▶ [PETUNJUK] Lanjutkan artikel tentang penggantian istilah KKB menjadi OPM, mulai setelah kalimat terakhirnya.

Ilustrasi kelompok kriminal bersenjata. Medcom.id
Ilustrasi kelompok kriminal bersenjata. Medcom.id

Penggunaan Istilah OPM Picu Pelanggaran HAM Berat

Tri Subarkah • 13 April 2024 03:08
Jakarta: Penggunaan istilah Organisasi Papua Merdeka (OPM) untuk mengganti kelompok kriminal bersenjata (KKB) yang sebelumnya digunakan TNI dinilai bakal memicu pelanggaran hak asasi manusia (HAM) berat. Pendekatan militer yang berpotensi diterapkan TNI harus diikuti dengan penerapan hukum humaniter.
 
Peneliti isu Papua dari Badan Riset dan Inovasi Nasional (BRIN), Cahyo Pamungkas, menjelaskan dalam hukum humaniter, TNI maupun kombatan OPM harus melindungi warga sipil. Pembunuhan, penyiksaan, maupun pemerkosaan yang dilakukan terhadap warga sipil adalah bentuk pelanggaran HAM berat.
 
"Saya meragukan apakah mereka (OPM) bisa membedakan warga sipil dan TNI, begitupun TNI untuk membedakan kombatan dan nonkombatan. Artinya kedua belah pihak sebetulnya diragukan," kata Cahyo kepada Media Indonesia, Jumat, 12 April 2024.

Baginya, konsekuensi pengubahan penyebutan dari KKB menjadi OPM terletak pada pendekatan operasi di Papua. Jika operasi penegakan hukum dilakukan untuk menghadapi KKB menjadi tanggung jawab Polri, operasi militer yang bakal diterapkan untuk menghadapi OPM meletakkan TNI sebagai ujung tombak.
 
Cahyo mengingatkan keharusan menerapkan hukum humaniter dalam operasi militer yang bakal dilakukan TNI di Papua setelah menyebut KKB sebagai OPM. Artinya, pembunuhan, penyiksaan, bahkan penangkapan terhadap warga sipil tidak boleh lagi dilakukan, termasuk terhadap kombatan yang sudah menyerah.
 
"Masalahnya, Indonesia belum meratifikasi Protokol II Konvensi Jenewa Tahun 1977 yang memungkinkan operasi militer terkait konflik bersenjata dengan kelompok internal yang ada di dalam negara," jelas Cahyo.

▶ [CUPLIKAN DATA]
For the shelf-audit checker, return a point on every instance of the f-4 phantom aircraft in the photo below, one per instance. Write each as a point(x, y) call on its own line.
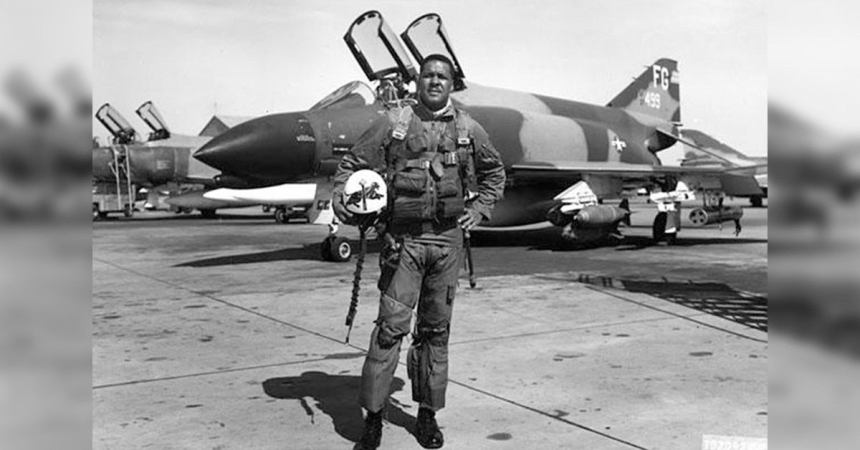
point(164, 162)
point(713, 153)
point(562, 157)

▶ [JAWABAN]
Baca Juga: Danramil Aradide di Paniai Ditemukan Tewas dengan Luka Sajam di Kepala

Berdasarkan data kekerasan di Papua dalam 10 tahun terakhir yang dikutipnya, Cahyo menyebut korban terbanyak justru warga sipil, diikuti prajurit TNI atau anggota Polri, serta kobatan OPM. Menurut dia, sulit membedakan antara kombatan dan nonkombatan dalam operasi militer.
 
"Konflik Papua itu konflik politik, tidak bisa diselesaikan secara senjata, tapi lewat dialog. Kita harus belajar dari konflik di Aceh, Thailand selatan, maupun Kurdi di Irak," ujar dia.
 
Sementara itu, Kepala Pusat Penerangan TNI Mayjen R Nugraha Gumilar mengatakan penyebutan OPM untuk mengganti KKB adalah upaya menegaskan kelompok tersebut merupakan tentara atau kombatan. Kebijakan itu adalah bentuk komitmen pimpinan TNI dalam melindungi prajurit di lapangan
 
"OPM adalah tentara atau kombatan dan berhak menjadi korban atau sasaran berdasarkan hukum humaniter," kata Nugraha.
 
Dengan demikian, TNI berharap prajurit yang bertugas di Bumi Cenderawasih tidak ragu-ragu lagi menindak tegas OPM, khususnya terhadap mereka yang bertindak brutal dalam merampok, membunuh, memperkosa, maupun membakar fasilitas umum.
 
Cek Berita dan Artikel yang lain di
Google News
(AZF)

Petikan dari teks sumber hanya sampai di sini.